Box annotations for photos
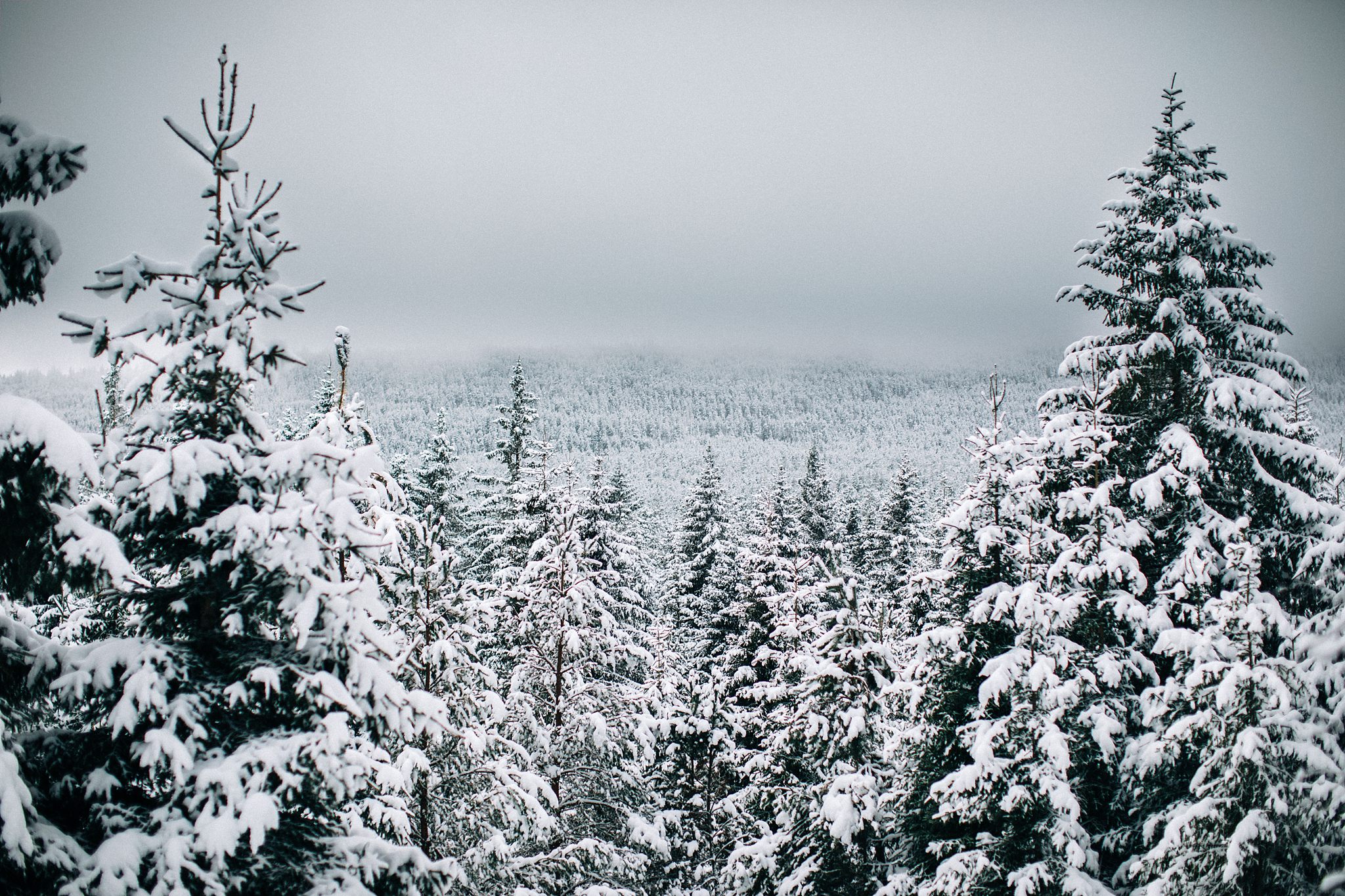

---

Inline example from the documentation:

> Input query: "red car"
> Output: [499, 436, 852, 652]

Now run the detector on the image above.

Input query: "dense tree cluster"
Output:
[0, 53, 1345, 896]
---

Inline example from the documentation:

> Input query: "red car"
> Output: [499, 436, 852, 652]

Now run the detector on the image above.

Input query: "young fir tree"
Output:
[925, 389, 1150, 895]
[46, 51, 447, 895]
[852, 457, 933, 639]
[666, 444, 736, 664]
[506, 493, 651, 893]
[1060, 79, 1338, 625]
[1122, 537, 1345, 896]
[408, 410, 467, 548]
[889, 375, 1045, 893]
[725, 576, 897, 896]
[1061, 79, 1342, 892]
[99, 364, 131, 438]
[799, 442, 842, 556]
[463, 363, 554, 583]
[303, 363, 336, 435]
[385, 467, 556, 893]
[0, 104, 85, 309]
[491, 360, 537, 482]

Aim: Give the data above again in full and unchanged, skipping the pictures.

Exercise result:
---

Inline example from the documentation:

> Input query: "red car"
> Output: [499, 436, 852, 652]

Now run the detector on the image above.

Input query: "dense tree cluster"
Output:
[0, 53, 1345, 896]
---

Inline example from the documentation:

> Input query: "red car"
> Output: [499, 436, 852, 652]

Now run the detector on the image above.

Input query: "young fir tree"
Output:
[925, 389, 1150, 895]
[46, 51, 447, 895]
[852, 457, 933, 639]
[666, 444, 736, 664]
[506, 493, 651, 893]
[1060, 79, 1338, 625]
[1122, 537, 1345, 896]
[408, 410, 467, 548]
[889, 375, 1045, 893]
[725, 576, 897, 896]
[1061, 79, 1342, 892]
[99, 364, 131, 438]
[799, 442, 842, 556]
[463, 363, 554, 583]
[303, 363, 336, 435]
[385, 467, 556, 893]
[0, 104, 85, 309]
[491, 360, 537, 482]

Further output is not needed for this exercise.